▶ _TASK BRIEF_:
Write out the records again, exactly, leaving none out.

** START OF THE RECORDS **

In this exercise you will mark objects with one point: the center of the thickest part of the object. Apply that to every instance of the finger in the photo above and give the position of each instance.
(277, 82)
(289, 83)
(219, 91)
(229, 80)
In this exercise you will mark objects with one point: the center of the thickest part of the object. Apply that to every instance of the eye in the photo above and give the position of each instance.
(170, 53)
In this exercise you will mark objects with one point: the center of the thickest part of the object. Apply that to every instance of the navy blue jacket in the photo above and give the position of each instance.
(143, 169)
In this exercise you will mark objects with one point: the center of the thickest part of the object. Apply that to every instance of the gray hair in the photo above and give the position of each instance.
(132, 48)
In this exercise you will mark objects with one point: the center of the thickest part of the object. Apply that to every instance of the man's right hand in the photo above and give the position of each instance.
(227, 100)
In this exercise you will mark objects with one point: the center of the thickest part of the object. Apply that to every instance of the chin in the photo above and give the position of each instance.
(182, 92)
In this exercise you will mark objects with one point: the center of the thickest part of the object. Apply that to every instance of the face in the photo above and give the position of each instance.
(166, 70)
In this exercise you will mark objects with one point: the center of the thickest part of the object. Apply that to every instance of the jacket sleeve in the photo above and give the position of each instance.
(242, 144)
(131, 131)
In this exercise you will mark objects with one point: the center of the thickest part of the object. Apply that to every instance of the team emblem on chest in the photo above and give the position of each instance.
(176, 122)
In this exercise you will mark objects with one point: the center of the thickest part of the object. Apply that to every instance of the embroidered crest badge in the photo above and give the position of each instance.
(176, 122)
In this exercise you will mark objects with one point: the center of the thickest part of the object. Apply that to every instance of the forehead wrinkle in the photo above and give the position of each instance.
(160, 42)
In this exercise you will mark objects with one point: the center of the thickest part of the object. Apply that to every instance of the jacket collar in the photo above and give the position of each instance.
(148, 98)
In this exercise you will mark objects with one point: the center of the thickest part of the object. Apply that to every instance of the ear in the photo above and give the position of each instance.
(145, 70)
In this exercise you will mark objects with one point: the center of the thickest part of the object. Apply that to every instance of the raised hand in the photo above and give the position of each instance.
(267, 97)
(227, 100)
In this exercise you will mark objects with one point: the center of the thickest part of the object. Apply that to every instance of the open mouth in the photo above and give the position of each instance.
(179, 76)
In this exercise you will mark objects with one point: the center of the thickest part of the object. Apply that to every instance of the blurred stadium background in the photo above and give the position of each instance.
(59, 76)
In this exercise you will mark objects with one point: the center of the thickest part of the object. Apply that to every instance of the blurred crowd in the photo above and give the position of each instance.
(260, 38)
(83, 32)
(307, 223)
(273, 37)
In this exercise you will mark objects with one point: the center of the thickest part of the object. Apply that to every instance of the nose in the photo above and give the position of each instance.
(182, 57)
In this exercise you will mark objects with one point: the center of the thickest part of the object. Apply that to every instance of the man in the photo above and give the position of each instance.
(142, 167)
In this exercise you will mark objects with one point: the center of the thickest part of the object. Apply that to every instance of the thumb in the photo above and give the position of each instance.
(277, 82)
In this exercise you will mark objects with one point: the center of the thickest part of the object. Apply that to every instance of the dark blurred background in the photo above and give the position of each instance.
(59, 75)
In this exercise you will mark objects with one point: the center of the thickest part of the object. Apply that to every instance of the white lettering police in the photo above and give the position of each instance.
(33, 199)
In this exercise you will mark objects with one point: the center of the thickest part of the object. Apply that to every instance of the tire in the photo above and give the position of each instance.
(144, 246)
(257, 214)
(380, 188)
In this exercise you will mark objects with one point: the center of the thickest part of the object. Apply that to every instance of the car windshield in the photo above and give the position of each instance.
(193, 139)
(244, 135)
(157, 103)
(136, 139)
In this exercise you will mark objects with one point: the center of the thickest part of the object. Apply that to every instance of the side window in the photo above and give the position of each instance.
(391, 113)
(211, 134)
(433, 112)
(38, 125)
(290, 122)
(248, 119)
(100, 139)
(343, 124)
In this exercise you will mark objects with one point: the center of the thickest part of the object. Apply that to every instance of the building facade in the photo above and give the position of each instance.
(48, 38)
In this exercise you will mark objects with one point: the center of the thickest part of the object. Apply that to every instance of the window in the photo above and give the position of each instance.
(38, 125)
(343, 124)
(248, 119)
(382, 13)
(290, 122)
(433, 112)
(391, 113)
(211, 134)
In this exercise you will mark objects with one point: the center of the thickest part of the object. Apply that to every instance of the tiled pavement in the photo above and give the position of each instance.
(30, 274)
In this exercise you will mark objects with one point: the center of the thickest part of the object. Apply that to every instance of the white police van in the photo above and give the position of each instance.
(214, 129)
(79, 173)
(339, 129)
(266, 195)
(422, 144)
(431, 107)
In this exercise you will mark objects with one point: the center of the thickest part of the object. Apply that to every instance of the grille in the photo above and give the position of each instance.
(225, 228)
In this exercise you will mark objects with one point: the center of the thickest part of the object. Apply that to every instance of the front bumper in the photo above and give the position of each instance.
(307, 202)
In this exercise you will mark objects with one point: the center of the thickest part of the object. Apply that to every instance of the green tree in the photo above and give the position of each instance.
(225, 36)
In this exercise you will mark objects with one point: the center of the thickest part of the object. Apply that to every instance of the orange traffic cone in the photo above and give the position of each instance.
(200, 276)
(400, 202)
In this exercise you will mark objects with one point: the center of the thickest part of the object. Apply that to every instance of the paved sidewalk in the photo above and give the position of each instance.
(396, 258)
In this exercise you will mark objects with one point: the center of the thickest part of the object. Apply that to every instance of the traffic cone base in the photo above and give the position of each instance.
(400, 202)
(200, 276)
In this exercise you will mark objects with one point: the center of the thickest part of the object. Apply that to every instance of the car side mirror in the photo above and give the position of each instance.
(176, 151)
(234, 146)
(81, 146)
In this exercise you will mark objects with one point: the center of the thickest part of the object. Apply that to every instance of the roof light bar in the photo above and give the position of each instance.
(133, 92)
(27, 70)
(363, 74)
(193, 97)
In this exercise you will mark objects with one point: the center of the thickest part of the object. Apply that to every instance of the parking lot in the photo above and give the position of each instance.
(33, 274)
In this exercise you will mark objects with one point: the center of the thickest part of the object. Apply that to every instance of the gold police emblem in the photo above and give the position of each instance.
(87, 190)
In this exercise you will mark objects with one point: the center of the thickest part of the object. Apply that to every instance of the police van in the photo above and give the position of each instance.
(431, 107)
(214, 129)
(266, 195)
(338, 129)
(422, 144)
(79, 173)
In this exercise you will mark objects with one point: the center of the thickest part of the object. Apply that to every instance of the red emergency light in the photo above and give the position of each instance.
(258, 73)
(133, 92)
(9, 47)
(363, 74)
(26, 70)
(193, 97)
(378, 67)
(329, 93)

** END OF THE RECORDS **

▶ _EXPECTED ANSWER_:
In this exercise you will mark objects with one point: the center of the thickest part of the object. Apply that to every instance of the finger in the photo above and give the position of each instance.
(277, 82)
(289, 83)
(219, 91)
(229, 80)
In this exercise you will mark objects with one point: the center of the thickest part of the object. Apply that to every instance of the eye in the photo above and give the position of each instance.
(170, 53)
In this exercise you will mark objects with one point: the center of the thickest part of the object. Apply that to every instance of the navy blue jacket in the photo above and give the position of each instance.
(143, 169)
In this exercise you will mark objects with one point: the center of the thickest part of the object. Apply that to every instance of the gray hair in the photo above and give the position of each instance.
(132, 48)
In this exercise you will mark objects with one point: the center of the thickest part of the object. Apply that to every instance of the man's right hand in the photo above and give the position of each instance.
(227, 100)
In this exercise you will mark objects with one point: the center of the thickest part of the object. Apply that to every instance of the chin in the photo above and give the position of each instance.
(182, 92)
In this exercise you will mark objects with one point: the center of the thickest part of the object. Apply that to every instance of the face in the photo above and give the position of each instance.
(166, 70)
In this exercise you will mark objects with one point: the center of the thickest part of the object. Apply that to every instance of the jacket sleeve in the photo above and give the position of each instance.
(242, 144)
(131, 131)
In this exercise you will mark objects with one point: the center of the thickest part of the object. Apply that to every instance of the team emblem on chest in the photo above and give the position of each instance.
(176, 122)
In this exercise you will mark objects with one point: the center of the thickest part of the object. Apply that to every instance of the embroidered crest badge in the photo above and give the position of each instance.
(176, 122)
In this exercise you will mark objects with one point: the center of the thickest part of the object. Apply that to every instance of the forehead wrinkle in the photo above and give the position of each instance.
(160, 42)
In this exercise you will mark objects with one point: the center of the thickest part of the object. Apply that to every instance of the jacket collar in the photo above and give the position of each instance.
(148, 98)
In this exercise you will mark objects with one point: the center of the thickest part of the object. Apply that to every instance of the ear in the photo above and give the position of each instance.
(145, 70)
In this exercise you will mark objects with one point: the center of the thickest part of the object. Apply that to every instance of the raised hand in the photo above and give the position of each instance.
(267, 97)
(227, 100)
In this exercise you will mark objects with one point: the center of the thickest part of the object. Apply that to every instance of the open mouth in the photo above and give the position of each instance.
(179, 76)
In this exercise you will mark objects with one point: the center of the thickest part of the object. Apply that to every instance of the blurred stadium background in the photo above and give the position of each instance.
(59, 76)
In this exercise you will mark objects with one point: the center of the thickest part of the object. Apply that to every instance of the blurred crowd in the photo above and give the position of each instance.
(260, 38)
(83, 32)
(307, 223)
(273, 37)
In this exercise you will mark objects with one point: the center of the thickest part of the object. Apply that to every instance of the nose in the photo above and give the position of each instance.
(182, 57)
In this exercise you will mark objects with one point: the center of the thickest part of the object. Apply that to every instance of the man in the photo above and give the position of each instance.
(142, 167)
In this exercise you will mark objects with one point: the center of the thickest part of the object. Apply that to every instance of the thumb in the photo above and give the position of each instance.
(277, 82)
In this exercise you will mark objects with one point: the center of the thickest part of the object. Apply that to every instance of the dark blurred background in the photo above and give the position of each instance.
(59, 75)
In this exercise you will mark objects with one point: the center of the thickest part of the object. Apply that to every instance of the white lettering police in the photo above and give the position of each instance.
(33, 199)
In this exercise you will mark objects with one point: the center of the thickest part of the object. Apply that to every instance of the tire in the photo above and give the position of each instance.
(144, 246)
(257, 214)
(380, 188)
In this exercise you will mark objects with one point: the center of the thickest part of the object. Apply that to every instance of the car windshield in the photo above and give the position of each instance.
(193, 139)
(244, 135)
(157, 103)
(136, 139)
In this exercise you will mark objects with one point: the center of the thickest part of the object. Apply that to every instance of the side window in the photo above and give the position of each instance.
(391, 113)
(211, 134)
(433, 112)
(38, 125)
(290, 122)
(248, 119)
(100, 139)
(343, 124)
In this exercise you will mark objects with one point: the center of the thickest part of the object. Apply that to every instance of the building facade in the photo above and give the position of each instance.
(48, 38)
In this exercise you will mark objects with one point: the center of the thickest part of the object. Apply that to every instance of the window in the photo above and give the position of each instance.
(38, 125)
(343, 124)
(248, 119)
(382, 13)
(290, 122)
(433, 112)
(391, 113)
(211, 134)
In this exercise you will mark objects with one point: the center of the thickest part of the object. Apply that to every instance of the tiled pavement in the photo above and give the position of each instance.
(30, 274)
In this exercise you will mark objects with one point: the center of the thickest part of the object. Apply that to every instance of the white police van in the photo above and give the position of each instance.
(214, 129)
(79, 173)
(339, 129)
(266, 195)
(422, 144)
(431, 107)
In this exercise you will mark objects with one point: the center of the thickest part of the object. Apply that to every instance of the grille in the photo above and give the position of each instance.
(225, 228)
In this exercise you will mark objects with one point: the center of the thickest part of the object. Apply that to every instance of the front bumper in the photo above and give the position of each instance.
(307, 202)
In this exercise you will mark objects with one point: the center of the thickest part of the object. Apply that to every instance of the green tree in the photo above and give the position of each instance.
(225, 36)
In this exercise you will mark objects with one point: the center of the thickest part of the object. Apply that to every instance of the orange traffic cone in the photo above and give the position of each instance.
(200, 276)
(400, 202)
In this exercise you will mark objects with one point: the center of the thickest part of the object. Apply that to every instance of the paved sidewalk in the photo above and give the position of each instance.
(396, 258)
In this exercise you will mark objects with one point: the center of the thickest part of the object. Apply that to every instance of the traffic cone base in the photo above and give the position of each instance.
(400, 202)
(200, 276)
In this exercise you will mark objects with one point: the center of the thickest part of the object. Apply that to every instance of the car side mirror in the photo above and give the position of each instance.
(176, 151)
(234, 146)
(81, 146)
In this exercise you will mark objects with one point: the center of the thickest part of the object. Apply that to every instance of the roof light bar in the photo above and give the position of each instance.
(133, 92)
(27, 70)
(363, 74)
(193, 97)
In this exercise you will mark objects with one point: the center of the thickest part of the object. Apply that to every instance of the parking lot in the photo above and give the position of each instance.
(33, 274)
In this exercise you will mark objects with one point: the center of the thickest part of the object. Apply that to every instance of the gold police emblem in the photo above and give the position of each instance.
(87, 190)
In this exercise you will mark objects with one point: the center of the thickest part of the object. Apply that to every instance of the police van in the photo above and give the position of each instance.
(431, 107)
(214, 129)
(266, 195)
(338, 129)
(422, 144)
(79, 173)
In this exercise you will mark objects with one point: the center of the thickest part of the object. Apply that to every instance of the red emergency light in the photo above and give the position of each instance.
(258, 73)
(133, 92)
(9, 47)
(363, 74)
(26, 70)
(193, 97)
(378, 67)
(329, 93)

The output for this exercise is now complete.